--- Work task ---
Nothing in the records may be altered; repeat them exactly.
Start of Records for the exercise
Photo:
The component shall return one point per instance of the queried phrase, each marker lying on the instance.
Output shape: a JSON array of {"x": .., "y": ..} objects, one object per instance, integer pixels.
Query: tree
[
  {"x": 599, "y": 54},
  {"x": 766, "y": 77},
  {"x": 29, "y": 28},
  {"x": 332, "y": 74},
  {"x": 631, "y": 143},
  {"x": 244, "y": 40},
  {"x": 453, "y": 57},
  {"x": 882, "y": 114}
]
End of Records for the exercise
--- Solution below ---
Photo:
The component shall return one point per instance of the queried phrase, each marker lying on the instance.
Output shape: a JSON array of {"x": .., "y": ..} objects, one object per instance, integer pixels.
Query: tree
[
  {"x": 599, "y": 54},
  {"x": 766, "y": 77},
  {"x": 29, "y": 28},
  {"x": 332, "y": 74},
  {"x": 631, "y": 143},
  {"x": 244, "y": 40},
  {"x": 453, "y": 57},
  {"x": 882, "y": 114}
]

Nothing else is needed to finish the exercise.